■ STUDY QUESTIONS
1. In the creatine metabolism background, among which three systems does creatine coordinate energy distribution in skeletal muscle?
2. Write the next part of the creatine metabolism background, following on from its last sentence.
** SELECTED PASSAGE follows **
Three-dimensional network of creatine metabolism: From intracellular energy shuttle to systemic metabolic regulatory switch.

BACKGROUND

Creatine serves as an intracellular shuttle for high-energy phosphate bonds, enabling rapid ATP transfer from energy-producing to energy-consuming cellular compartments. In skeletal muscle, creatine coordinates energy distribution among mitochondrial oxidative phosphorylation, glycolysis, and the phosphagen system. Consequently, creatine supplementation acutely enhances muscular performance and is widely utilized as an ergogenic aid in power-based sports. Recent studies demonstrate that enhanced creatine metabolism in adipose tissue promotes brown adipocyte renewal and boosts energy expenditure in cold environments or sedentary conditions, thereby improving overall systemic metabolism. Beyond its traditional role as an exercise supplement, the creatine metabolic network has emerged as a promising therapeutic target for metabolic disorders.
** End of SELECTED PASSAGE **
** RECORDED DATA follows **
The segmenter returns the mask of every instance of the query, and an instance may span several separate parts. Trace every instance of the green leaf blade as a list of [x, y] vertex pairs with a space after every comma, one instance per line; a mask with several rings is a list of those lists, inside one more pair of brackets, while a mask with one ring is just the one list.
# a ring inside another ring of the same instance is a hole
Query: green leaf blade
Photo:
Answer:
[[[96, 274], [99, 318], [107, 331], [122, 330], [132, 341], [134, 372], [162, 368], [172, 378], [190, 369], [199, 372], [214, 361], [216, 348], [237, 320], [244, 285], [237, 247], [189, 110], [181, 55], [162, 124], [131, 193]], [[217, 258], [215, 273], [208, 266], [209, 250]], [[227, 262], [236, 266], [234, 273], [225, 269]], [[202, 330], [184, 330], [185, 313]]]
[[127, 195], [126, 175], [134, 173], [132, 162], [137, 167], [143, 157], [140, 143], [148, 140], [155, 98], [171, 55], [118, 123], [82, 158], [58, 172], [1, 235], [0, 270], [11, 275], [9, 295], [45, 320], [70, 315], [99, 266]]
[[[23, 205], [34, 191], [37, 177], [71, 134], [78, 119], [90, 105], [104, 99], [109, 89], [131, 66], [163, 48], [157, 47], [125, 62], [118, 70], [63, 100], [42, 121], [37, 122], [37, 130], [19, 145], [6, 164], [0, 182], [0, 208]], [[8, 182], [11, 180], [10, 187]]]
** End of RECORDED DATA **
■ RESPONSES BY ITEM NUMBER
1. Mitochondrial oxidative phosphorylation, glycolysis, and the phosphagen system.

2.
SCOPE OF REVIEW

This review begins by revisiting the history and latest advancements in creatine research, and ultimately proposes three dimensions for the current explanation of creatine metabolism: (1) subcellular energy transport; (2) muscle-fat metabolic axis; (3) systemic energy sensing and metabolic reprogramming.

MAJOR CONCLUSIONS

The creatine cycle enables directed energy flow through mitochondrial supercomplexes (VDAC/ANT-CK) and resets systemic metabolism via subcellular energy tunnels and inter-organ interactions. Creatine kinase (CK) condensates, through liquid-liquid phase separation, can rapidly meet energy demands during exercise. Therefore, targeting the dynamics of the CK phase may be promising for enhancing athletic performance and improving metabolic diseases.